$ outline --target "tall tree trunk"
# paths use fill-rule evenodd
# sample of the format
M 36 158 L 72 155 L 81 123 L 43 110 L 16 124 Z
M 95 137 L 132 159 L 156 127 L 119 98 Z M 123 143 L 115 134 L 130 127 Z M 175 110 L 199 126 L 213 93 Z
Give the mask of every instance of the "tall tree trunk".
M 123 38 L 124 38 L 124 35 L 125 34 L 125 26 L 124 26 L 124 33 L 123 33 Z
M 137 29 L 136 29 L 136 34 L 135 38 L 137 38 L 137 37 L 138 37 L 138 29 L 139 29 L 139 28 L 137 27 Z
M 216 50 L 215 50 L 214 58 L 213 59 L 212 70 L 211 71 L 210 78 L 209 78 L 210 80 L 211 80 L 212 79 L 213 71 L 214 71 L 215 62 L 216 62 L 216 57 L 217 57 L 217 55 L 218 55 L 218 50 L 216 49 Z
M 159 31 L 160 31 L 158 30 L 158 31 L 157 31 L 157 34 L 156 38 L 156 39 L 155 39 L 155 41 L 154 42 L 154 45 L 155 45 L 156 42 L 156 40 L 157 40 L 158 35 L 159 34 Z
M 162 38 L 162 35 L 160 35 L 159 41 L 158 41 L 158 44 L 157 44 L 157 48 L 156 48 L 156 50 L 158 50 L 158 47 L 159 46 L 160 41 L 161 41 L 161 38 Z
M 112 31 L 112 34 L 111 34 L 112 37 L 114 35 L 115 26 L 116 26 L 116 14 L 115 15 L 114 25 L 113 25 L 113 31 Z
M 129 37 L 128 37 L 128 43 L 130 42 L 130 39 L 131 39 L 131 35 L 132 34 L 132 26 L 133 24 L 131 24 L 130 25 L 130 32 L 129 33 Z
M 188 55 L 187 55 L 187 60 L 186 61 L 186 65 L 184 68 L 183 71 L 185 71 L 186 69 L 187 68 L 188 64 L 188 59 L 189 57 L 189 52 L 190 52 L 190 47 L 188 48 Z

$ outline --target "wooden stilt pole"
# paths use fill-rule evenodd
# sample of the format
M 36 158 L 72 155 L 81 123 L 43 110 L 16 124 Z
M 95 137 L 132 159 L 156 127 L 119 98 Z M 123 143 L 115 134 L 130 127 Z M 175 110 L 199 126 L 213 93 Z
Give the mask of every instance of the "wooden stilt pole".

AIM
Reproduce the records word for word, from their first line through the line containing "M 137 29 L 136", with both of those lines included.

EXERCISE RESPONSE
$ outline --target "tall tree trunk"
# paths use fill-rule evenodd
# sample of the format
M 36 158 L 72 155 L 81 123 L 43 110 L 16 124 Z
M 95 137 L 132 159 L 156 127 L 119 98 Z M 123 143 L 115 134 L 130 127 Z M 175 110 L 199 126 L 213 93 Z
Give the mask of every instance of the "tall tree trunk".
M 123 38 L 124 38 L 124 35 L 125 34 L 125 26 L 124 26 L 124 33 L 123 33 Z
M 137 29 L 136 29 L 136 34 L 135 38 L 137 38 L 137 37 L 138 37 L 138 29 L 139 29 L 139 28 L 137 27 Z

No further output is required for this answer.